▶ **INFORMATION SHOWN**:
• • •
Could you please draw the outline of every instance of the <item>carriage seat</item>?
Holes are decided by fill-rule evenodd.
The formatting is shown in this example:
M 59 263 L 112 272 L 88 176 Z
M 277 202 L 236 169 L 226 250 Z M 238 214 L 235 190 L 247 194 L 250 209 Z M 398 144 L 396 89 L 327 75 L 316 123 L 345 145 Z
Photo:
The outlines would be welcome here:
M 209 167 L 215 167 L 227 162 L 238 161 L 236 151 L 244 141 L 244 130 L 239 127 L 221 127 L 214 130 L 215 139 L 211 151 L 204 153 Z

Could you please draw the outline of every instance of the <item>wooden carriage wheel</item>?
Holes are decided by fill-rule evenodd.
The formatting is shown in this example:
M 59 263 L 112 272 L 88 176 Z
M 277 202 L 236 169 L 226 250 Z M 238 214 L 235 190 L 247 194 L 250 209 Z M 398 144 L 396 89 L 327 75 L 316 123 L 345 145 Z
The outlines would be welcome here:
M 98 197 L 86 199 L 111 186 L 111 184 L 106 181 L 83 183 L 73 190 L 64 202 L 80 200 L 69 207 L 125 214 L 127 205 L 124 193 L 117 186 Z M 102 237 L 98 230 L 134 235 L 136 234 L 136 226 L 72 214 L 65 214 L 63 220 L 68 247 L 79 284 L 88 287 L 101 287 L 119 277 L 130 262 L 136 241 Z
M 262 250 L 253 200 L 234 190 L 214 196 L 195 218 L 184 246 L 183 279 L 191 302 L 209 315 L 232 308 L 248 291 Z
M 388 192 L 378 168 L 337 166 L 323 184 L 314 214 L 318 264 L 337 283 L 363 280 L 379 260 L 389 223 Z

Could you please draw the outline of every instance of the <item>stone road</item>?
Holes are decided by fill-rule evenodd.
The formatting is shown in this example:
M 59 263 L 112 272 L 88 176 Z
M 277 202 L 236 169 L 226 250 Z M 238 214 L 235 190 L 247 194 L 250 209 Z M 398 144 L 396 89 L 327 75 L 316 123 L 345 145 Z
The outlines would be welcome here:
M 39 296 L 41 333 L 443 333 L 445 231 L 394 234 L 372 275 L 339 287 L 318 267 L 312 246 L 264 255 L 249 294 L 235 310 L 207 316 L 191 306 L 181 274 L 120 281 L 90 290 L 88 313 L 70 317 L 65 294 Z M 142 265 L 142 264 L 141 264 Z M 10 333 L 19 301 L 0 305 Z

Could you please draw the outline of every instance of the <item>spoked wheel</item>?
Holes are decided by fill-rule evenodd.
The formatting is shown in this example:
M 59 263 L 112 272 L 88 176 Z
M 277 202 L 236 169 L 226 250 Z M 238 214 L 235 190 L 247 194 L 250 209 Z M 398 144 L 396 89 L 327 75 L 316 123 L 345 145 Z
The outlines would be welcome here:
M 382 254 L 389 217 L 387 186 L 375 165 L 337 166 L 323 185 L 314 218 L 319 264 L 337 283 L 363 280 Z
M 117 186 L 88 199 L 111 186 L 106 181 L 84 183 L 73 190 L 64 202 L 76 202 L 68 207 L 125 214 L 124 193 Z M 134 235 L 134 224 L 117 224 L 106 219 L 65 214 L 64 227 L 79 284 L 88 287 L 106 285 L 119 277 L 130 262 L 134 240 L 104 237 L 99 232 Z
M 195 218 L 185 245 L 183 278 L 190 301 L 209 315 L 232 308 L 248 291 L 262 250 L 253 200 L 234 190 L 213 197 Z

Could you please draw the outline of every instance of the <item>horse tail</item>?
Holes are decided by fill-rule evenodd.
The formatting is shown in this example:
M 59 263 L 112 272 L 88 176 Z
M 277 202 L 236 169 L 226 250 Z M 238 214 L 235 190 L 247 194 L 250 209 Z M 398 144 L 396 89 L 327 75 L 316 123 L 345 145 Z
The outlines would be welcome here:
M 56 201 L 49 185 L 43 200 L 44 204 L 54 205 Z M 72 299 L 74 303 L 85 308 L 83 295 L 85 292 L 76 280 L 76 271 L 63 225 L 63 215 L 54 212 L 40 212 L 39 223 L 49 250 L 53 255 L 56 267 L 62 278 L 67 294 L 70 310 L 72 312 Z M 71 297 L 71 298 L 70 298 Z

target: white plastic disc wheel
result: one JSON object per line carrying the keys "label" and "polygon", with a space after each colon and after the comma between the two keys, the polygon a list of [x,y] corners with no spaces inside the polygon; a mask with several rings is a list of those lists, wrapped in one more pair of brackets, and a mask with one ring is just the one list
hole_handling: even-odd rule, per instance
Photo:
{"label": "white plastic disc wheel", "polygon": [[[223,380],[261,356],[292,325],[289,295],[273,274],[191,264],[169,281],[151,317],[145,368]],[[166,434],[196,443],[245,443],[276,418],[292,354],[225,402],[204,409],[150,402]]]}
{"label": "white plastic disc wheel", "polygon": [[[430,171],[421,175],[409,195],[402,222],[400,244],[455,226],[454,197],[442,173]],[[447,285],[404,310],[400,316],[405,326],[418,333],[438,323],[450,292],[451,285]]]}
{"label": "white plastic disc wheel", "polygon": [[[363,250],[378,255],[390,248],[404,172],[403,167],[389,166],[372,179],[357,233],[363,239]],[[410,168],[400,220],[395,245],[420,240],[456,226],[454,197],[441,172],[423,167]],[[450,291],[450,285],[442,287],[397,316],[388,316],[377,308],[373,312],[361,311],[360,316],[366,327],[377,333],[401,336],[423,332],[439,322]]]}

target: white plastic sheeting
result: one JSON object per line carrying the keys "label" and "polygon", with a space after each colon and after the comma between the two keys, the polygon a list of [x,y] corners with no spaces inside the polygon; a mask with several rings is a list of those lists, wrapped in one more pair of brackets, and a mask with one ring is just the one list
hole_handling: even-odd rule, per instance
• • •
▶ **EXERCISE DETAILS**: Can you quote all of the entries above line for line, without changing a single character?

▶ **WRITTEN RESPONSE**:
Could you please draw the outline of every instance of the <item>carriage seat</item>?
Holes are decided by fill-rule evenodd.
The formatting is shown in this example:
M 59 263 L 112 272 L 88 176 Z
M 277 202 L 236 169 L 226 250 Z M 238 214 L 235 190 L 247 194 L 250 209 Z M 398 144 L 396 89 L 327 75 L 316 123 L 345 145 Z
Photo:
The outlines would be welcome here:
M 209 167 L 215 167 L 227 162 L 238 161 L 236 151 L 244 141 L 244 130 L 239 127 L 221 127 L 214 130 L 215 139 L 211 151 L 204 153 Z

Could you please draw the outline of every instance of the <item>wooden carriage wheel</item>?
Holes are decided by fill-rule evenodd.
The formatting is shown in this example:
M 59 263 L 112 272 L 88 176 Z
M 277 202 L 236 169 L 226 250 Z M 238 214 L 235 190 L 247 194 L 250 209 Z M 398 144 L 396 89 L 327 75 L 316 123 L 345 145 Z
The outlines would be welcome here:
M 98 197 L 86 199 L 111 186 L 111 184 L 106 181 L 83 183 L 73 190 L 64 202 L 80 200 L 69 207 L 125 214 L 127 205 L 124 193 L 117 186 Z M 102 237 L 98 230 L 134 235 L 136 234 L 136 226 L 72 214 L 65 214 L 63 220 L 68 247 L 79 284 L 88 287 L 101 287 L 119 277 L 130 262 L 136 241 Z
M 262 250 L 253 200 L 234 190 L 214 196 L 195 218 L 184 246 L 183 279 L 191 302 L 209 315 L 232 308 L 248 291 Z
M 388 192 L 378 168 L 337 166 L 323 184 L 314 214 L 318 264 L 337 283 L 363 280 L 379 260 L 389 223 Z

Could you please draw the outline of every instance of the <item>stone road</item>?
Holes are decided by fill-rule evenodd.
The formatting is shown in this example:
M 59 263 L 112 272 L 88 176 Z
M 277 202 L 236 169 L 226 250 Z M 238 214 L 235 190 L 247 194 L 250 209 Z M 398 144 L 396 89 L 327 75 L 316 123 L 345 145 Z
The outlines would be welcome here:
M 39 296 L 41 333 L 443 333 L 445 231 L 394 234 L 372 275 L 339 287 L 318 267 L 312 246 L 264 255 L 249 294 L 235 310 L 207 316 L 191 306 L 181 274 L 120 281 L 90 290 L 88 313 L 70 317 L 65 294 Z M 142 265 L 142 264 L 141 264 Z M 10 333 L 19 301 L 0 305 Z

Could you please draw the outline of every instance of the <item>spoked wheel</item>?
Holes are decided by fill-rule evenodd.
The formatting is shown in this example:
M 59 263 L 112 272 L 88 176 Z
M 277 202 L 236 169 L 226 250 Z M 238 214 L 235 190 L 247 194 L 250 209 Z M 398 144 L 396 89 L 327 75 L 316 123 L 345 145 Z
The outlines would be welcome here:
M 382 254 L 389 217 L 387 186 L 375 165 L 337 166 L 323 185 L 314 218 L 319 264 L 337 283 L 363 280 Z
M 117 186 L 88 199 L 111 186 L 106 181 L 84 183 L 73 190 L 64 202 L 76 202 L 68 207 L 125 214 L 124 193 Z M 134 235 L 134 224 L 117 224 L 106 219 L 65 214 L 64 227 L 79 284 L 88 287 L 106 285 L 119 277 L 130 262 L 134 240 L 104 237 L 99 232 Z
M 195 218 L 185 245 L 183 278 L 190 301 L 209 315 L 232 308 L 248 291 L 262 250 L 253 200 L 234 190 L 213 197 Z

Could you please draw the outline of every instance of the <item>horse tail</item>?
Holes are decided by fill-rule evenodd.
The formatting is shown in this example:
M 59 263 L 112 272 L 88 176 Z
M 277 202 L 236 169 L 226 250 Z M 238 214 L 235 190 L 247 194 L 250 209 Z M 398 144 L 396 89 L 327 75 L 316 123 L 345 145 Z
The outlines would be welcome here:
M 56 201 L 49 185 L 43 200 L 44 204 L 54 205 Z M 72 299 L 74 303 L 85 308 L 83 295 L 85 292 L 76 280 L 76 271 L 63 225 L 63 215 L 54 212 L 40 212 L 39 223 L 49 250 L 53 255 L 56 267 L 62 278 L 67 294 L 70 310 L 72 312 Z M 71 297 L 71 298 L 70 298 Z

target: white plastic disc wheel
result: one JSON object per line carrying the keys "label" and "polygon", with a space after each colon and after the comma between the two keys, the polygon a list of [x,y] corners with no spaces inside the polygon; a mask with several rings is a list of those lists, wrapped in one more pair of brackets, and a mask with one ring is just the one list
hole_handling: even-odd rule, per instance
Photo:
{"label": "white plastic disc wheel", "polygon": [[[223,380],[261,356],[292,325],[289,295],[273,274],[191,264],[169,281],[151,317],[145,368]],[[166,434],[196,443],[245,443],[276,418],[292,354],[225,402],[204,409],[150,402]]]}
{"label": "white plastic disc wheel", "polygon": [[[430,171],[421,175],[409,195],[402,222],[400,244],[455,226],[454,197],[442,173]],[[447,285],[404,310],[400,316],[405,326],[418,333],[438,323],[450,292],[451,285]]]}
{"label": "white plastic disc wheel", "polygon": [[[363,250],[378,255],[390,248],[404,172],[403,167],[389,166],[372,179],[357,233],[363,239]],[[410,168],[400,220],[395,245],[420,240],[456,226],[454,197],[441,172],[423,167]],[[450,291],[450,285],[442,287],[397,316],[388,316],[377,308],[373,312],[361,311],[360,316],[366,327],[377,333],[401,336],[423,332],[439,322]]]}

target: white plastic sheeting
result: one JSON object per line carrying the keys "label" and "polygon", with a space after each colon and after the comma between the two keys, the polygon a list of [x,y] corners with no spaces inside the polygon; a mask with several rings is a list of those lists, wrapped in one more pair of brackets, and a mask with one ring is just the one list
hole_handling: even-odd rule, per instance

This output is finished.